Reproduce the warrant terms word for word, everything from "If any fraction" down to "full Warrant Share.".

====== PASSAGE SHOWN ======

Such written instrument shall provide for adjustments which,
for events subsequent to the effective date of such written instrument, shall
be as nearly equivalent as may be practicable to the adjustments provided for
in Section 9. The above provisions of this Section 9(f) shall similarly apply
to successive Fundamental Transactions.
(g) Adjustment of Exercise Price. Simultaneously with any
adjustment to the Exercise Price pursuant to paragraphs (a) through (e) of
this Section 9, the number of Warrant Shares that may be purchased upon
exercise of this Warrant shall be increased or decreased proportionately, so
that after such adjustment the aggregate Exercise Price payable hereunder for
the increased or decreased number of Warrant Shares shall be the same as the
aggregate Exercise Price payable for the Warrant Shares immediately prior to
such adjustment.
(h) Calculations. All calculations under this Section 9
shall be made to the nearest cent or the nearest 1/100th of a share, as
applicable. The number of Ordinary Shares outstanding at any given time shall
not include shares owned or held by or for the account of the Company, and the
disposition of any such shares shall be considered an issue or sale of
Ordinary Shares.
(i) Adjustments. Notwithstanding any provision of this
Section 9, no adjustment of the Exercise Price shall be required if such
adjustment is less than $0.01; provided, however, that any adjustments which
by reason of this Section 9(i) are not required to be made shall be carried
forward and taken into account for purposes of any subsequent adjustment.
(j) Notice of Adjustments. Upon the occurrence of each
adjustment pursuant to this Section 9, the Company will promptly deliver to
the Holder a certificate executed by the Company's Chief Financial Officer
setting forth, in reasonable detail, the event requiring such adjustment and
the method by which such adjustment was calculated, the adjusted Exercise
Price and the adjusted number or type of Warrant Shares or other securities
issuable upon exercise of this Warrant (as applicable). The Company will
retain at its office copies of all such certificates and cause the same to be
available for inspection at said office during normal business hours by the
Holder or any prospective purchaser of the Warrant designated by the Holder.
(k) Notice of Corporate Events. If the Company (i) declares
a dividend or any other distribution of cash, securities or other property in
respect of its Ordinary Shares, including, without limitation, any granting of
rights or warrants to subscribe for or purchase any share capital of the
Company or any subsidiary of the Company, (ii) authorizes, approves, enters
into any agreement contemplating, or solicits shareholder approval for, any
Fundamental Transaction or (iii) authorizes the voluntary dissolution,
liquidation or winding up of the affairs of the Company, then the Company
shall deliver to the Holder a notice describing the material terms and
conditions of such transaction at least 15 calendar days prior to the
applicable record or effective date on which a Person would need to hold
Ordinary Shares in order to participate in or vote with respect to such
transaction; provided, however, that the failure to deliver such notice or any
defect therein shall not affect the validity of the corporate action required
to be described in such notice.
10. Fractional Shares. The Company shall not be required to issue or
cause to be issued fractional Warrant Shares on the exercise of this Warrant.
If any fraction of a Warrant Share would, except for the provisions of this
Section, be issuable upon exercise of this Warrant, the Company shall make a
cash payment to the Holder equal to (a) such fraction multiplied by (b) the
Market Price on the Exercise Date of one full Warrant Share.

====== EXCERPTED DATA ======

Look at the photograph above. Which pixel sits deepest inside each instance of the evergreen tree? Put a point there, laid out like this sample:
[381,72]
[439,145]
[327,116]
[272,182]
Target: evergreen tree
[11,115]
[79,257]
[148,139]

======

> **RESULT OF THE TASK**:
If any fraction of a Warrant Share would, except for the provisions of this
Section, be issuable upon exercise of this Warrant, the Company shall make a
cash payment to the Holder equal to (a) such fraction multiplied by (b) the
Market Price on the Exercise Date of one full Warrant Share.